▶ **What the task asks**
Copy every line of the material below without changing anything, and leave the pictures out of your copy.

Given data start

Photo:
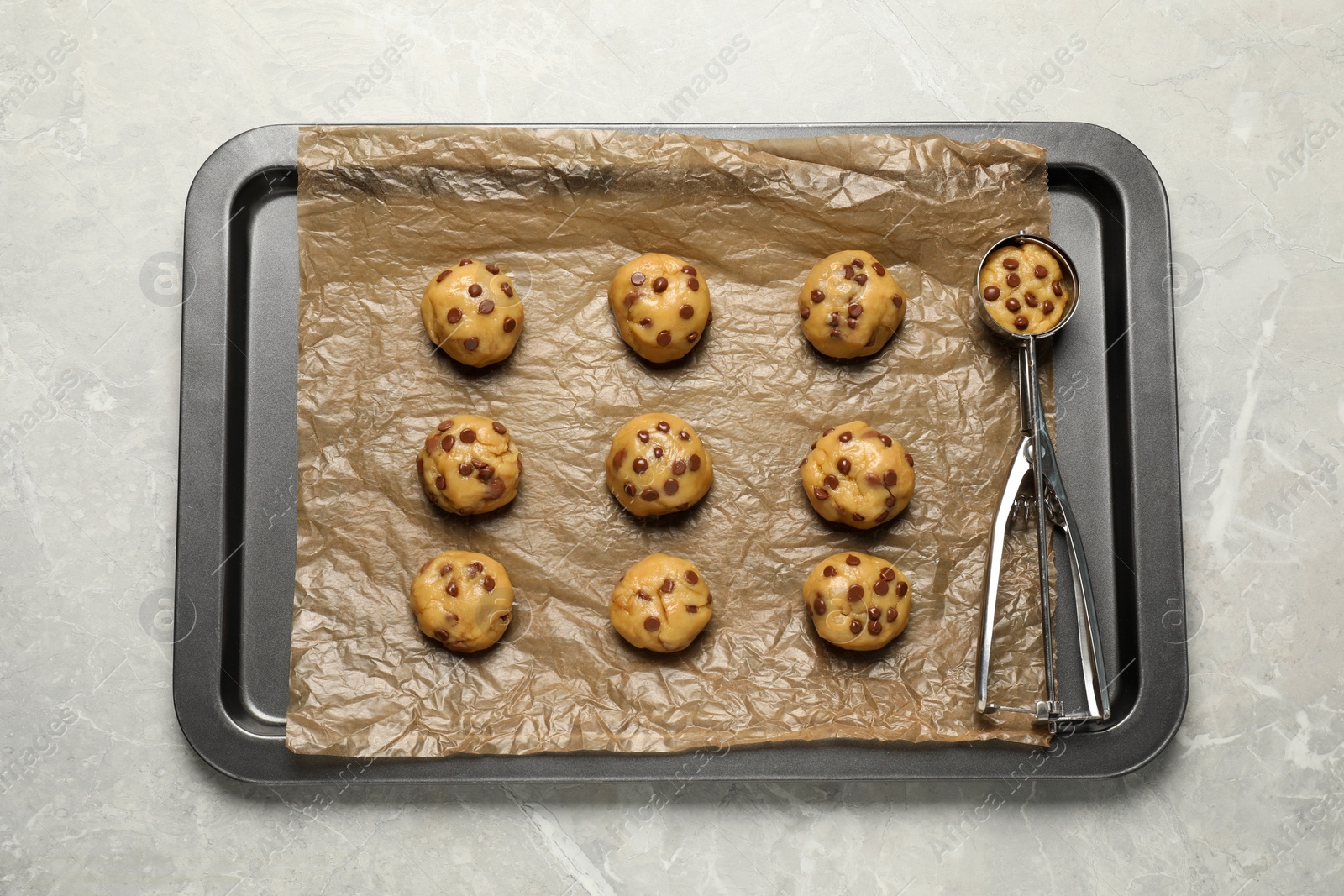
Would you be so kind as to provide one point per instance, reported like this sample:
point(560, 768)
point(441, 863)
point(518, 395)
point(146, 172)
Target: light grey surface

Given data end

▶ **Completed exercise**
Photo:
Would you be so kind as to provide one point per instance, reported like this sample:
point(560, 768)
point(441, 863)
point(518, 395)
point(146, 172)
Target: light grey surface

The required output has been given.